-- Entries provided follows --
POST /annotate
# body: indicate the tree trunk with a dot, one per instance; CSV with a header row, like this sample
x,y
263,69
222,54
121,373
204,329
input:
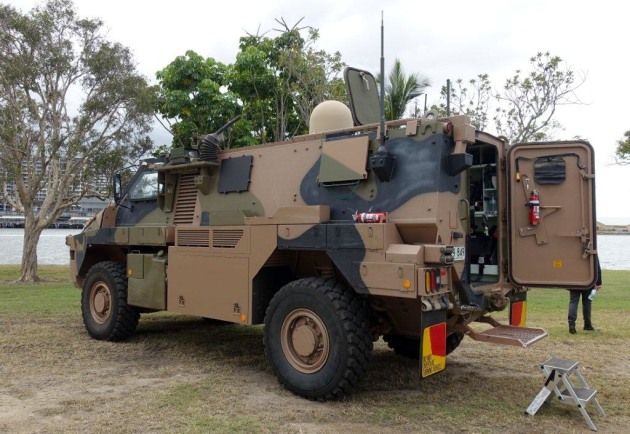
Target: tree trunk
x,y
29,253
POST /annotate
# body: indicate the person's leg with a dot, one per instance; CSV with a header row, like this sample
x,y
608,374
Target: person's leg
x,y
586,311
574,298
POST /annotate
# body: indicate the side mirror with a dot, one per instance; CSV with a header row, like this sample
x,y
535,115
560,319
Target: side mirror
x,y
117,187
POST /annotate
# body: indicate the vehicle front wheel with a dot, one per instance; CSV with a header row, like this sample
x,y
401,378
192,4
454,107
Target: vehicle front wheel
x,y
106,314
317,338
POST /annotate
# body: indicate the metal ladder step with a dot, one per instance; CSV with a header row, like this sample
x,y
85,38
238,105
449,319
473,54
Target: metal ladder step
x,y
506,334
583,394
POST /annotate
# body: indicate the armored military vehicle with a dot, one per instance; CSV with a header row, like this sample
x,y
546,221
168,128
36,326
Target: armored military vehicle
x,y
409,230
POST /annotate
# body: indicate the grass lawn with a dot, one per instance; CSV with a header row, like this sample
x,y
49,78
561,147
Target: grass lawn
x,y
182,374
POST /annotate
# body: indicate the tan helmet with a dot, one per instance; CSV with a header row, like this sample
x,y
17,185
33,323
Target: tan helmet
x,y
330,116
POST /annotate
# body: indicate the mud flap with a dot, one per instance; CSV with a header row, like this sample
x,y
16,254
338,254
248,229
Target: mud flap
x,y
432,342
518,309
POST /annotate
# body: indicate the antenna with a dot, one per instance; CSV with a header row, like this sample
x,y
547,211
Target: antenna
x,y
382,162
382,138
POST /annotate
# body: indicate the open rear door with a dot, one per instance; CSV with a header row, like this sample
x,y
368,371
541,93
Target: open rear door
x,y
559,249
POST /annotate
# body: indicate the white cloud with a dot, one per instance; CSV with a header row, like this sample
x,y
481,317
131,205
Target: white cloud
x,y
455,39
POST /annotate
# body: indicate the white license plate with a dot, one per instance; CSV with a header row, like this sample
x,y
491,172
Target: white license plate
x,y
459,253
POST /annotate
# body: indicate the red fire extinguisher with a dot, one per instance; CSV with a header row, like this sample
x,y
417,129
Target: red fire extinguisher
x,y
534,208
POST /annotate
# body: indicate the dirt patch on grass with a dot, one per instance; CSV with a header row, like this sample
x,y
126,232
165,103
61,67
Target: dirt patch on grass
x,y
181,374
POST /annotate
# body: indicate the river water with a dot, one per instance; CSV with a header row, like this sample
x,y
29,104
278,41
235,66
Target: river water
x,y
614,250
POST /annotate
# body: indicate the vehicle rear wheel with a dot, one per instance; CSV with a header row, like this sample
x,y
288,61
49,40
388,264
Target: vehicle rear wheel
x,y
106,314
410,347
317,338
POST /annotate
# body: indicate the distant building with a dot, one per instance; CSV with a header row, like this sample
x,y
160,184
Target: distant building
x,y
613,229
-- Entries provided concluded --
- _Try it_: Each entry above should come back word for word, and no picture should come with it.

- _Solution for this exercise_:
POST /annotate
# body: indicate the tree trunk with a dot, one per instance; CSV with a header row, like this sample
x,y
263,69
222,54
121,373
204,329
input:
Target: tree trunk
x,y
29,253
POST /annotate
# body: indicate the person's leg with a dot, one per instance; CSV with a header row, like this sample
x,y
608,374
Target: person's leg
x,y
586,311
574,298
POST /annotate
# body: indicate the side mirror with a dot, one per instance; CSV with a header row, like this sample
x,y
535,115
560,319
Target: side mirror
x,y
117,187
POST /annotate
# body: indicate the vehicle front wheel with a dot, one per instance; CSV with a header row, like this sample
x,y
401,378
192,4
454,107
Target: vehicle front wheel
x,y
106,314
317,338
POST /annotate
# body: indicate the metal ladder step with a dot, one per instance; CSV with a header row, like this sample
x,y
85,38
238,105
449,319
473,54
Target: metal ladder step
x,y
506,334
583,394
POST /annotate
# body: indicate the armored military vehicle with a dot, one per instance; CSV with a header row, like this sample
x,y
546,221
168,128
36,326
Target: armored military vehicle
x,y
409,230
POST /annotate
# body: indicate the grass lawn with a dot, one per instance; CSV with a header row, like this sample
x,y
49,78
561,147
Target: grass lawn
x,y
182,374
POST /annotate
# body: indicate the tan helmet with a dot, one per instance; CSV with a header row, like this sample
x,y
17,185
33,323
Target: tan helmet
x,y
330,116
POST /annotate
# body: indicate the mud flap with a dot, one per instance; CSV with a header row, like this sample
x,y
16,254
338,254
248,229
Target: mud flap
x,y
432,342
518,309
POST /annotate
# body: indicate the antenna with a dot, one per instance; CSV with a header row, like this sample
x,y
547,211
Target: antenna
x,y
382,162
382,138
POST /annotate
# body: indicate the open rear door with a dot, one per instance; CSV with a header row, like this sample
x,y
368,371
541,93
Target: open rear door
x,y
559,249
POST /annotate
# body: indicate the white cloud with a dot, one per instance; CSV with a header row, like this sample
x,y
481,317
131,205
Target: white cloud
x,y
455,39
POST /annotate
# body: indicate the white license plate with a dot, one per instance; CSV with a header row, like this sample
x,y
491,172
Target: white license plate
x,y
459,253
POST /annotate
# body: indicate the red fire extinguisher with a dot, one per instance; CSV with a header row, like this sample
x,y
417,129
Target: red fire extinguisher
x,y
534,208
POST /annotate
# body: indicate the dirt patch on grass with a dot, one per instance; CSV with a header row, like this sample
x,y
126,232
165,103
61,67
Target: dirt patch on grass
x,y
181,374
POST /annotate
# body: indicate the river water with a dot, one per instance; CSV with a header row, like this sample
x,y
29,104
278,41
235,66
Target: river water
x,y
614,250
POST /annotate
# body: indicate the vehicle rear wheel with a dot, one per instance; CSV with a header row, like this sample
x,y
288,61
49,40
388,264
Target: vehicle rear wheel
x,y
106,314
410,347
317,338
POST /annotate
# body: indicate the distant building with a dot, one per instance; CSV with a header row, like this sample
x,y
160,184
Target: distant building
x,y
613,229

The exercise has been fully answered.